** START OF GIVEN INFORMATION **
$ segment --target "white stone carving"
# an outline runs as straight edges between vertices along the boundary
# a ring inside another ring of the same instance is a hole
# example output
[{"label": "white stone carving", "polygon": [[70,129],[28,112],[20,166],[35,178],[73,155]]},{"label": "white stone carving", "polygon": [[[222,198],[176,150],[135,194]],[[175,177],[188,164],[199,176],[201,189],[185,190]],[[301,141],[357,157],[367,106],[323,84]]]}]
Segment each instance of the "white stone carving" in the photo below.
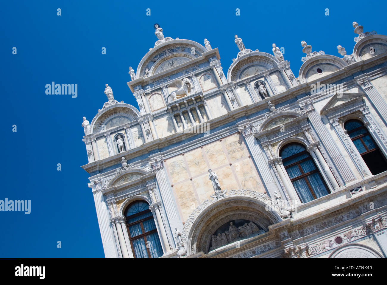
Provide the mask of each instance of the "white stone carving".
[{"label": "white stone carving", "polygon": [[205,49],[208,51],[209,51],[212,49],[210,45],[210,42],[207,39],[204,39],[204,47],[205,47]]},{"label": "white stone carving", "polygon": [[318,52],[312,52],[312,46],[310,45],[307,45],[307,42],[305,41],[303,41],[301,42],[301,45],[304,48],[302,49],[303,52],[307,54],[305,57],[303,57],[301,59],[301,61],[303,62],[305,62],[308,59],[311,59],[313,57],[325,54],[325,53],[322,50],[320,50]]},{"label": "white stone carving", "polygon": [[274,55],[276,57],[276,58],[279,60],[280,62],[284,61],[284,55],[281,52],[281,51],[279,50],[279,48],[277,47],[275,43],[273,43],[272,45],[272,46],[273,47],[273,54],[274,54]]},{"label": "white stone carving", "polygon": [[114,97],[113,97],[113,91],[111,90],[111,88],[110,86],[107,84],[105,84],[105,91],[104,93],[106,94],[106,96],[107,96],[108,99],[109,101],[111,101],[114,99]]},{"label": "white stone carving", "polygon": [[85,135],[87,135],[90,131],[90,124],[89,121],[86,119],[86,117],[84,117],[83,119],[82,126],[83,127],[83,131],[85,133]]},{"label": "white stone carving", "polygon": [[136,79],[136,73],[131,66],[129,67],[129,75],[130,76],[130,79],[132,81]]}]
** END OF GIVEN INFORMATION **
Reproduce all of the data above with "instance" switched to "object" and nothing else altered, omitting the pictures.

• OUTPUT OF THE TASK:
$ segment --target "white stone carving"
# an outline runs as straight edges between vertices along the boundary
# a ring inside another ring of the same object is a hole
# example output
[{"label": "white stone carving", "polygon": [[70,129],[28,112],[20,166],[35,178],[73,155]]},{"label": "white stone carving", "polygon": [[[222,198],[176,150],[135,194]],[[175,177],[188,164],[199,176],[201,189],[185,190]],[[301,141],[357,157],[367,106],[323,84]]]}]
Segment each object of the "white stone carving" in the photo below.
Provide the mask of each object of the "white stone carving".
[{"label": "white stone carving", "polygon": [[205,49],[208,51],[209,51],[212,49],[210,45],[210,42],[207,39],[204,39],[204,47],[205,47]]},{"label": "white stone carving", "polygon": [[318,52],[312,52],[312,46],[310,45],[307,45],[307,42],[305,41],[303,41],[301,42],[301,45],[304,48],[302,49],[303,52],[307,54],[305,57],[303,57],[301,59],[301,61],[303,62],[305,62],[308,59],[311,59],[313,57],[325,54],[325,53],[322,50],[320,50]]},{"label": "white stone carving", "polygon": [[274,55],[276,57],[276,58],[279,60],[280,62],[284,61],[284,55],[281,52],[281,51],[279,50],[279,48],[277,47],[275,43],[273,43],[272,45],[272,46],[273,47],[273,54],[274,54]]},{"label": "white stone carving", "polygon": [[114,97],[113,97],[113,91],[111,90],[111,88],[110,86],[107,84],[105,84],[105,91],[104,93],[106,94],[106,96],[107,96],[108,99],[109,101],[111,101],[114,99]]},{"label": "white stone carving", "polygon": [[85,135],[87,135],[90,131],[90,124],[89,121],[86,119],[86,117],[84,117],[83,119],[82,126],[83,127],[83,131],[85,133]]},{"label": "white stone carving", "polygon": [[136,79],[136,73],[131,66],[129,67],[129,75],[130,76],[130,79],[132,81]]}]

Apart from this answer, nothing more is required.